GIVEN REQUEST 1.
In the interview excerpt on data governance, which Dremio features does Hitesh Dundi say are of real interest to Vanguard?

SELECTED PASSAGE.

———

And also the fact that this level of performance improvement is something really crucial for the kind of use cases that we are looking at. So there are certain use cases which require this kind of performance, be it on the fraud side or on the risk side. So these use cases, we cannot wait for more– like, let them just go through the entire process and analyze the data and send out a report after two weeks when the fraud or risk is happening right now. So we need that kind of performance. And we are going to rely on tools like Dremio to accomplish that.

Thinking About Governance

Read Mahoney:

As you push to more self-service– and you mentioned the fraud and risk teams. Those are, I think, great examples. How do you think about governance? Or how has governance had to evolve? Because in the world where everything does have to come back to the central team, while the bottleneck is tough, the advantage around that– or at least the seeming advantage– is control. You’re like, well, everything’s got to touch this group. And I know what that group’s doing and so forth. How have you guys had to evolve thinking about governance when you’re moving into a more sort of self-service and decentralized model?

Hitesh Dundi:

So governance is an active discussion that’s happening at Vanguard. And also, governance is at the forefront of everything that do. So I think, as Vanguard, we are very risk-averse when it comes to data. Because the responsibility that our investors are placing on us is humongous. And we take that responsibility really seriously. And the kind of effort that we put in our governance and risk practice is significant. And we do not want any leak of data, or even, to that matter, anything to go out of Vanguard. And we are placing a lot of emphasis on that. And before even data comes into Dremio, we are making sure that we have all the internal processes and checks in place on all the data products that we are putting in Dremio. And making sure that these are being accessed only by the persons that these data sets are intended to be used. And also, the fact that the features that Dremio has, mostly on the row level and column level security, is something that is of real interest to us when it comes to governance. And making sure that people who has access to what information, and then they are the only ones who are accessing it.

Read Mahoney:

Sounds like you guys have your, you essentially have your own governance system. And then you’re inheriting, or were inheriting in this case, the rules or requirements for that person or for that attribute that you guys are assigning to Dremio. Is that essentially how you set it up?

———

GIVEN ENTRIES.
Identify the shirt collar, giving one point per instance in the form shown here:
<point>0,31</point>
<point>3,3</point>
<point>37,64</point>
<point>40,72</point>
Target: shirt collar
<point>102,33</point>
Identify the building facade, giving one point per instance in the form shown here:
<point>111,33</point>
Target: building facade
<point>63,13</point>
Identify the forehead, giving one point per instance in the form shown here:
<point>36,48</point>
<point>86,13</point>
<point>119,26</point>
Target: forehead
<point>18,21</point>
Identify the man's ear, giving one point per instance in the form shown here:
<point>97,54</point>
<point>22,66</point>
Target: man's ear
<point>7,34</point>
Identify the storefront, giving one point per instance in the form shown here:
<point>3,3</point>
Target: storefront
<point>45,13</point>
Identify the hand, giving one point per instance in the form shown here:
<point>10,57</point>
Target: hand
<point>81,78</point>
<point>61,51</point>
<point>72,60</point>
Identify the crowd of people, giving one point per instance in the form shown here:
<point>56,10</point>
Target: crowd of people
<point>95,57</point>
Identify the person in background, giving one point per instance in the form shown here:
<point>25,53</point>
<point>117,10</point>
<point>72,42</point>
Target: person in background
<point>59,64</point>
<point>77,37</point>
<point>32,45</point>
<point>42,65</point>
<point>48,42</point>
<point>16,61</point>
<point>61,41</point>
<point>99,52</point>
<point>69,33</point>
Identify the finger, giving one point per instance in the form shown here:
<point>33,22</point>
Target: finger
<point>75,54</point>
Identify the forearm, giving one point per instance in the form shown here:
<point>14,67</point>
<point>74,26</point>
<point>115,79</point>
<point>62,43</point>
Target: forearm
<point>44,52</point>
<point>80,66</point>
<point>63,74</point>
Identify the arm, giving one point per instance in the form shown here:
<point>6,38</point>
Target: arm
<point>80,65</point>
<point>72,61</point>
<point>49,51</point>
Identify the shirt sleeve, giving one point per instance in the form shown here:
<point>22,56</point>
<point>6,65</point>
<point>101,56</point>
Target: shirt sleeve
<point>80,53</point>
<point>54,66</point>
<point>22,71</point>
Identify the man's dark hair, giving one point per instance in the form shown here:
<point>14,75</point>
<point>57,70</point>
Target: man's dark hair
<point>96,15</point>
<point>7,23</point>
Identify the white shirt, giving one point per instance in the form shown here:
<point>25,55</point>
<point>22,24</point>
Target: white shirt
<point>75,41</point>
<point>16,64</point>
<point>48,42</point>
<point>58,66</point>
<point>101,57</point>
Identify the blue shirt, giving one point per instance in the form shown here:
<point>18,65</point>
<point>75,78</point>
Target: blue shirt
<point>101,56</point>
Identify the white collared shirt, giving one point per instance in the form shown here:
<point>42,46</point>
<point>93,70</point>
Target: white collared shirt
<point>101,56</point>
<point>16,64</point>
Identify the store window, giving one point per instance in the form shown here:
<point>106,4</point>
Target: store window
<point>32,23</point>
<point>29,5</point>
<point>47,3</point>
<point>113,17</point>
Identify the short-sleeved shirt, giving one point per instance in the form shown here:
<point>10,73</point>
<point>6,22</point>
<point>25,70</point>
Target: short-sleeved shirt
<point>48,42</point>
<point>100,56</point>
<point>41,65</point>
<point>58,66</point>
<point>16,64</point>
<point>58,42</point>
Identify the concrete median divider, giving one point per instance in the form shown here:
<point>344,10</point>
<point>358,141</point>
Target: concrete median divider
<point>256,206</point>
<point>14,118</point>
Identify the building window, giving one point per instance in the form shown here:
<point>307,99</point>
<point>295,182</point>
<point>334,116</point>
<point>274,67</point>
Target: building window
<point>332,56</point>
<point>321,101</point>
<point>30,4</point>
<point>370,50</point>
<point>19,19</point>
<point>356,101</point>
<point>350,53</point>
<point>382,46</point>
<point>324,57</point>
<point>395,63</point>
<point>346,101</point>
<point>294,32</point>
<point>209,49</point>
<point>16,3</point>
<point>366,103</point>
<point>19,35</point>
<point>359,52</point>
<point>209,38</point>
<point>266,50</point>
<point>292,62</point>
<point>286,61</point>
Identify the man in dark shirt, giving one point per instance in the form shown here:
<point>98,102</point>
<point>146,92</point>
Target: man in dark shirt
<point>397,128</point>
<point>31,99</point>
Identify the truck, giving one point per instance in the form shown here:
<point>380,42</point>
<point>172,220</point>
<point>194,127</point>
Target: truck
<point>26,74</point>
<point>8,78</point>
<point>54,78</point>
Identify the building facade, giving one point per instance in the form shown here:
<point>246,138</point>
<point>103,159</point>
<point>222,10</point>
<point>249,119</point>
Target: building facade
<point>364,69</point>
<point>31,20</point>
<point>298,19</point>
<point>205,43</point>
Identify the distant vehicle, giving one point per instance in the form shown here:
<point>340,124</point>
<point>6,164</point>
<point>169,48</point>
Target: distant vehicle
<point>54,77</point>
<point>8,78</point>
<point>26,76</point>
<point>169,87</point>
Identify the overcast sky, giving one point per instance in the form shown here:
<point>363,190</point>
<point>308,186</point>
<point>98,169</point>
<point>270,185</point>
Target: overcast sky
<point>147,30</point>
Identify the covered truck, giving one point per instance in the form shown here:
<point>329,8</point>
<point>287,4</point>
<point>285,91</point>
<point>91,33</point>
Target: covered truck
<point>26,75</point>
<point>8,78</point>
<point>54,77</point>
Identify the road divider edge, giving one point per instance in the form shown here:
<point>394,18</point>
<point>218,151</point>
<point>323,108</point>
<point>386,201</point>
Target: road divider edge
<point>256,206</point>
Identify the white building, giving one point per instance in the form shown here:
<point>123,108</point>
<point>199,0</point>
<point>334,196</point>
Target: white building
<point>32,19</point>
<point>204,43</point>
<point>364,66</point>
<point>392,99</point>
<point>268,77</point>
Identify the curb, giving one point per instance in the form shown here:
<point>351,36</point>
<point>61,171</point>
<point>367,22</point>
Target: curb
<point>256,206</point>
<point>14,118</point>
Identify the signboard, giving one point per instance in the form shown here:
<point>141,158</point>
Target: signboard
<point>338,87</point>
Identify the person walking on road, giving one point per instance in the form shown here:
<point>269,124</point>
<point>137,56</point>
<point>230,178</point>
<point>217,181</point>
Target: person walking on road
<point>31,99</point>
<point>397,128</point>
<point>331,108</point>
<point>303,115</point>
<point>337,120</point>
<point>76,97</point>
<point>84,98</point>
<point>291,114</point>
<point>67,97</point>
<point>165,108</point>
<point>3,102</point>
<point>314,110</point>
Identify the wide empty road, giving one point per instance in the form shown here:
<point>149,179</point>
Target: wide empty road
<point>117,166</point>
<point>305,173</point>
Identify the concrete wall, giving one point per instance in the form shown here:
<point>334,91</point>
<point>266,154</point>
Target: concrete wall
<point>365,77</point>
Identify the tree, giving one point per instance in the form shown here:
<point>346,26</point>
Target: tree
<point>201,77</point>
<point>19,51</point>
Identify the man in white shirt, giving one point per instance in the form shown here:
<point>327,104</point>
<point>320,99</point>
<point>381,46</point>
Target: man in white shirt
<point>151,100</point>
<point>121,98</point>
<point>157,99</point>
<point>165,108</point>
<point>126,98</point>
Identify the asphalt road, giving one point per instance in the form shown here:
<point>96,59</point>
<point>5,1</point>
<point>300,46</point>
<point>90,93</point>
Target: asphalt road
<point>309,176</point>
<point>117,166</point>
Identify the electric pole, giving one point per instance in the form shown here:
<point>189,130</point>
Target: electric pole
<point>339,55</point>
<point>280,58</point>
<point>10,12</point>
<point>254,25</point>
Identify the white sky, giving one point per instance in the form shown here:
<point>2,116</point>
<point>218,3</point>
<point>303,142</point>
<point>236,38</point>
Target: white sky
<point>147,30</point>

———

GIVEN REQUEST 2.
Copy the rows, everything from the first line down through the line containing "<point>45,13</point>", and replace "Target" with "Label" wherever it appears, leaving all else unchanged.

EXERCISE ANSWER 1.
Dremio's row-level and column-level security features.

EXERCISE ANSWER 2.
Identify the shirt collar, giving one point per instance in the form shown here:
<point>0,31</point>
<point>3,3</point>
<point>37,64</point>
<point>40,72</point>
Label: shirt collar
<point>102,33</point>
Identify the building facade, giving one point per instance in the form shown here:
<point>111,33</point>
Label: building facade
<point>63,13</point>
Identify the forehead, giving one point per instance in the form shown here:
<point>36,48</point>
<point>86,13</point>
<point>119,26</point>
Label: forehead
<point>18,21</point>
Identify the man's ear, giving one point per instance in the form shown here:
<point>97,54</point>
<point>22,66</point>
Label: man's ear
<point>7,34</point>
Identify the storefront, giving one point per instance in the form shown here:
<point>3,3</point>
Label: storefront
<point>45,13</point>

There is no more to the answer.